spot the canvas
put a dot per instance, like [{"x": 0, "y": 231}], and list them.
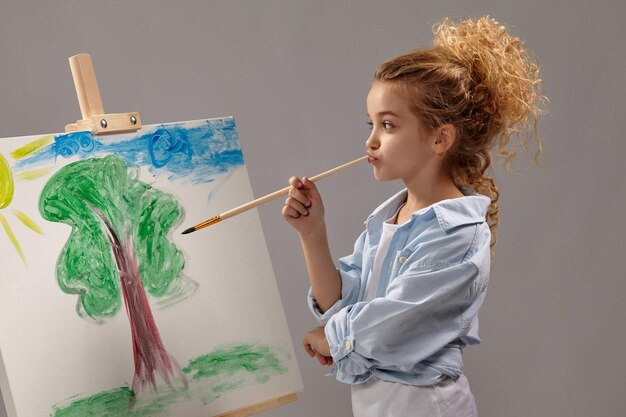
[{"x": 105, "y": 308}]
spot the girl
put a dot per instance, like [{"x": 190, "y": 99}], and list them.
[{"x": 398, "y": 312}]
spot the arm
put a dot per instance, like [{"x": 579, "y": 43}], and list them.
[
  {"x": 304, "y": 211},
  {"x": 431, "y": 303}
]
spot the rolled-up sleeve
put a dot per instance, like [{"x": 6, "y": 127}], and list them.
[
  {"x": 424, "y": 310},
  {"x": 350, "y": 269}
]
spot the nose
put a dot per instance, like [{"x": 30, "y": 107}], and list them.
[{"x": 372, "y": 143}]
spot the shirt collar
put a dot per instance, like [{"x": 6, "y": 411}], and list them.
[{"x": 451, "y": 213}]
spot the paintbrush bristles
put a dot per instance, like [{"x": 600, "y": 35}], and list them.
[{"x": 262, "y": 200}]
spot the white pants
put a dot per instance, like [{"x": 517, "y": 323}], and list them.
[{"x": 378, "y": 398}]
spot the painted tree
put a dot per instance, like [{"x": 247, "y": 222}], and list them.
[{"x": 118, "y": 249}]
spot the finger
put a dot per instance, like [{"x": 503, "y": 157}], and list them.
[
  {"x": 297, "y": 205},
  {"x": 295, "y": 182},
  {"x": 289, "y": 212},
  {"x": 299, "y": 195},
  {"x": 311, "y": 188}
]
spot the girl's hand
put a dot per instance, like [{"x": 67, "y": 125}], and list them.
[
  {"x": 316, "y": 345},
  {"x": 304, "y": 209}
]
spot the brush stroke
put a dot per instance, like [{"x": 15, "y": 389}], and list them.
[
  {"x": 86, "y": 266},
  {"x": 33, "y": 174},
  {"x": 12, "y": 238},
  {"x": 118, "y": 248},
  {"x": 196, "y": 152},
  {"x": 6, "y": 183},
  {"x": 211, "y": 376},
  {"x": 151, "y": 358},
  {"x": 28, "y": 222},
  {"x": 32, "y": 147}
]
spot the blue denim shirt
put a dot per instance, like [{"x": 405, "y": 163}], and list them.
[{"x": 432, "y": 283}]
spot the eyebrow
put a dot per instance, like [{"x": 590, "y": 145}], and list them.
[{"x": 385, "y": 113}]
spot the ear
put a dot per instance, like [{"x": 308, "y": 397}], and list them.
[{"x": 445, "y": 135}]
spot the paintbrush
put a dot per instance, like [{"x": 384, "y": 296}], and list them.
[{"x": 255, "y": 203}]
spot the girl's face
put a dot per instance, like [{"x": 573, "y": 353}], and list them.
[{"x": 399, "y": 145}]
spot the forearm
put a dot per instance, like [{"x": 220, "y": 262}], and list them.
[{"x": 323, "y": 276}]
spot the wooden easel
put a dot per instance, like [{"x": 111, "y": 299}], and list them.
[{"x": 96, "y": 121}]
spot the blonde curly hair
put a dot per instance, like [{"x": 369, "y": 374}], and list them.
[{"x": 480, "y": 79}]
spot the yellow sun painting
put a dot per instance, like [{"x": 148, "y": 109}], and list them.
[{"x": 7, "y": 190}]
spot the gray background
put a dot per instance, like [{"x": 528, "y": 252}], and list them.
[{"x": 295, "y": 75}]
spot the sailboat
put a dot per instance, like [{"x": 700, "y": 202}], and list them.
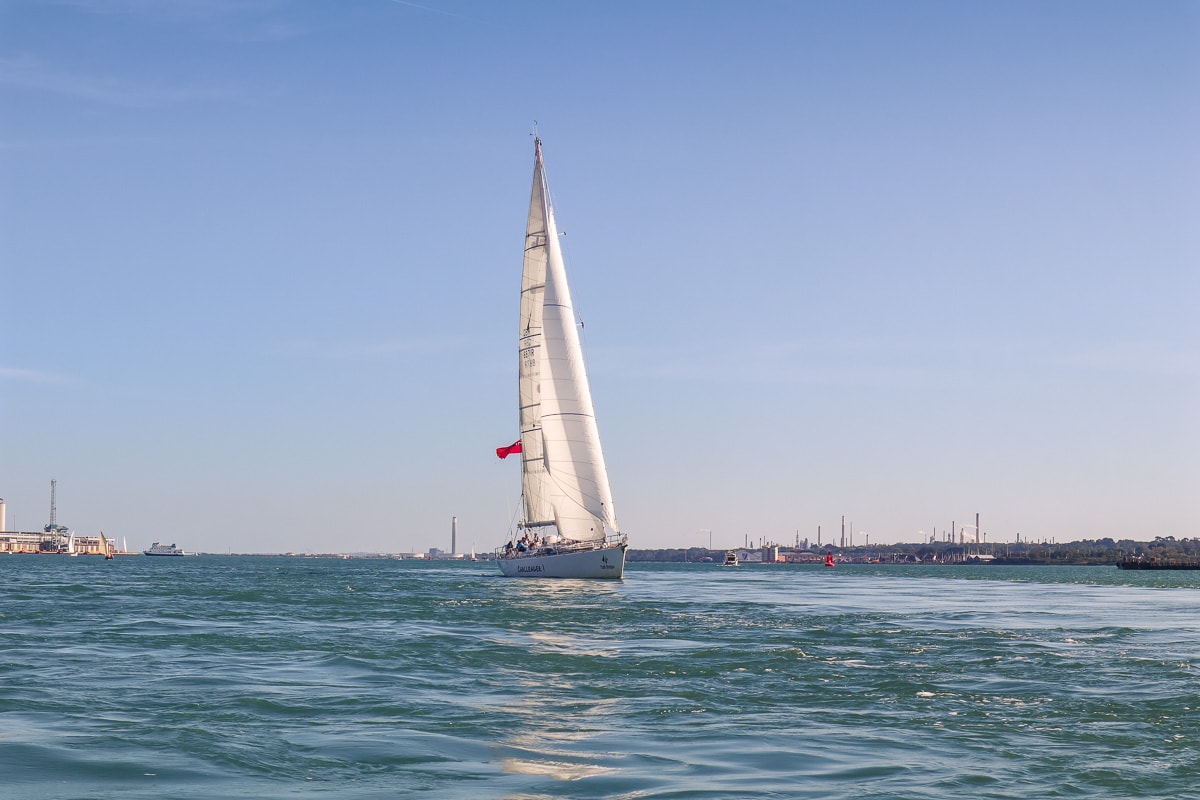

################

Problem to solve:
Please work out how many lines of the data include the string "girl" and reply with the number alone.

Your response:
3